■ **Given text**

::::

- The idea of Bitef Polyphony is poetical pluralism. How much does this artistic approach correspond to what you do? How close is that idea to you?
It is very close and that is why I have been following Polyphony for a very long time, almost from the very beginning. I believe that it is very important that such a program accompanies Bitef’s efforts and tendencies that have been developing since its founding. I consider it important that very diverse voices - which are sometimes marginalized, which sometimes do not have the ambition to be emphasized that much in the public sphere, but represent a significant resource of social changes - find their place within such a large and important project as Bitef.
- Within such performance art there is often talk of the need for reaction from the audience. In what ways does the audience react and which is the most desirable, the most needed one?
Since its beginning, Bitef Polyphony fostered participative practices, which in a way we can now reformulate in the discourse of immersive theatre. The idea that the boundaries between the participants of public events, within all the artistic disciplines, are pervious appears in different forms of engagement at Bitef Polyphony. Participative art is actually based on the idea that professional artists work with different population groups that have no professional training in art, for the sake of certain social interventions, so almost all the programs at Polyphony greatly insist on the perviousness of that boundary. In a way, the event does not even exist without direct and synchronized interactions. That is the essence of the generative process where we create a social act, as well as an artistic one.

::::

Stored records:
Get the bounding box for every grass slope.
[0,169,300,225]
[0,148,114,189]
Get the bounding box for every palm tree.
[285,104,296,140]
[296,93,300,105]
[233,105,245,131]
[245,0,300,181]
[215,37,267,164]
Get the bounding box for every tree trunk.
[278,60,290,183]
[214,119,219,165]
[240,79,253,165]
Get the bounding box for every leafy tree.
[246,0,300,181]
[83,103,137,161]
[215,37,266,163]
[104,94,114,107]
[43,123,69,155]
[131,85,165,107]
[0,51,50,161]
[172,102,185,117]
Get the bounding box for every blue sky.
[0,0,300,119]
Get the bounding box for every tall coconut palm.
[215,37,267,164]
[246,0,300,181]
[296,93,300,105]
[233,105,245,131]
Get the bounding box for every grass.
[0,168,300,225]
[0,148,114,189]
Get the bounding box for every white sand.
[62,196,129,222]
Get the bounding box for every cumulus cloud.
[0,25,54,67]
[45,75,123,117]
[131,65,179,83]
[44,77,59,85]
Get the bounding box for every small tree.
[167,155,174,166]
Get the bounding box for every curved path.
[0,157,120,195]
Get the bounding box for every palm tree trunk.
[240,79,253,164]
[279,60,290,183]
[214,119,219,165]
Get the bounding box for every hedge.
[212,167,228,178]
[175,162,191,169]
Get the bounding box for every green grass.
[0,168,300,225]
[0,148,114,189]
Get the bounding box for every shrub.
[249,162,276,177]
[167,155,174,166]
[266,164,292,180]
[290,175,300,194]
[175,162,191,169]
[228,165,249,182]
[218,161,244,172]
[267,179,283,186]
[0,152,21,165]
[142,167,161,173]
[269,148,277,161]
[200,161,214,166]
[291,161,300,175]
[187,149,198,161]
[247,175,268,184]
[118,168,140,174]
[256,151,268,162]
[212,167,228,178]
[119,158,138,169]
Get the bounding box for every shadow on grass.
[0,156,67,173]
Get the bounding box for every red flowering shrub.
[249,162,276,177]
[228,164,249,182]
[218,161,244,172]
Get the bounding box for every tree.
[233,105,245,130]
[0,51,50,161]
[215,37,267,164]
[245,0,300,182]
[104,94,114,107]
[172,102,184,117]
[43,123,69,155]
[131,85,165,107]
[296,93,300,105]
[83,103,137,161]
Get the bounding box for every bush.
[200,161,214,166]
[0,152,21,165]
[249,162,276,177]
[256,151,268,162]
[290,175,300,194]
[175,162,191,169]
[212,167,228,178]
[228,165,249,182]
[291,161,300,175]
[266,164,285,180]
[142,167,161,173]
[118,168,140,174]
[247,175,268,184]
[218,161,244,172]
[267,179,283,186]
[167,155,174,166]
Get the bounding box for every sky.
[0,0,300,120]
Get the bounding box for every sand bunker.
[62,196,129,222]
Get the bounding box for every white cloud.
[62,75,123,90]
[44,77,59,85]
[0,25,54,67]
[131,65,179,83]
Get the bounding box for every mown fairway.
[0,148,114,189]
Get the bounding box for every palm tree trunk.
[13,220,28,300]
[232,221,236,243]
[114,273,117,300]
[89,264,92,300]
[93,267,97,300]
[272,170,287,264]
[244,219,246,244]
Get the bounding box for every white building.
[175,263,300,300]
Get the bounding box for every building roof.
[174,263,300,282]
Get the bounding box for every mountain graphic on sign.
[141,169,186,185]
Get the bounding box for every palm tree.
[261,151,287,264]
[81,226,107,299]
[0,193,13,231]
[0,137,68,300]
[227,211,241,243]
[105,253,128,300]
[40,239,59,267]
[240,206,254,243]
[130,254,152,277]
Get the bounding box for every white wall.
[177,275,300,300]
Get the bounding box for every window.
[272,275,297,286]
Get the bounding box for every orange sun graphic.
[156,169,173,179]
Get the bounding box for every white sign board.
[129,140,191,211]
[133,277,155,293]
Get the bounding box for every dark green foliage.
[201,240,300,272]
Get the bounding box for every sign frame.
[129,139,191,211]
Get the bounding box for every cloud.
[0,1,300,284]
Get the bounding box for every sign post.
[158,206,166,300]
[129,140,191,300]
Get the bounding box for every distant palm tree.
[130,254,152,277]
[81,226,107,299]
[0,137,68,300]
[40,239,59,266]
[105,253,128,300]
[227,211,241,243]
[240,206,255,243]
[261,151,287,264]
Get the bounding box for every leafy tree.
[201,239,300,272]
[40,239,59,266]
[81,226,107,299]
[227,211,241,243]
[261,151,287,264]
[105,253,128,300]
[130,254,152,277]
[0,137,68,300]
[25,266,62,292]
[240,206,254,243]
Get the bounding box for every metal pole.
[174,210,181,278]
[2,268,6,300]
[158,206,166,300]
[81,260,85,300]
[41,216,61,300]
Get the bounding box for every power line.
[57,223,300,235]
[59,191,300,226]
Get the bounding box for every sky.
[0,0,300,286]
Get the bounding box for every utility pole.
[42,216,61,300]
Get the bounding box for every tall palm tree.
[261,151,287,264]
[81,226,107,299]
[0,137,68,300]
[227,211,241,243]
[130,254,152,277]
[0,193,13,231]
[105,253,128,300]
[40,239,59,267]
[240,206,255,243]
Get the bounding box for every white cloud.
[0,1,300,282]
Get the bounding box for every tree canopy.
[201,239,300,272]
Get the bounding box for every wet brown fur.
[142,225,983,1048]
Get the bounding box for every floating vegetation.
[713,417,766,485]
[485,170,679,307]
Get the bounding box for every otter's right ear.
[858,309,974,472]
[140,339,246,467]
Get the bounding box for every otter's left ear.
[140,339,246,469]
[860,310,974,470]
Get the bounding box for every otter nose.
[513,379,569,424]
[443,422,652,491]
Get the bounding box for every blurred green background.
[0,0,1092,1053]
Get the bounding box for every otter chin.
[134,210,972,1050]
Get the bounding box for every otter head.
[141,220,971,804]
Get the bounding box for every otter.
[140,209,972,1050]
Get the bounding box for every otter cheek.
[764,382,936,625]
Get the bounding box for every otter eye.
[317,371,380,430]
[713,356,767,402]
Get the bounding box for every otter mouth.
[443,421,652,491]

::::

■ **Set tasks**
a) According to the Bitef Polyphony interview, why do almost all the programs at Polyphony insist on the perviousness of the boundary between participants?
b) Reproduce the passage of the Bitef Polyphony interview from "It is very close" up to and including "project as Bitef.", word for word.

■ **The solutions**
a) Participative art rests on professional artists working with population groups that have no professional training in art, for the sake of certain social interventions. Because of that, almost all the programs at Polyphony insist that the boundary between participants be pervious.

b)
It is very close and that is why I have been following Polyphony for a very long time, almost from the very beginning. I believe that it is very important that such a program accompanies Bitef’s efforts and tendencies that have been developing since its founding. I consider it important that very diverse voices - which are sometimes marginalized, which sometimes do not have the ambition to be emphasized that much in the public sphere, but represent a significant resource of social changes - find their place within such a large and important project as Bitef.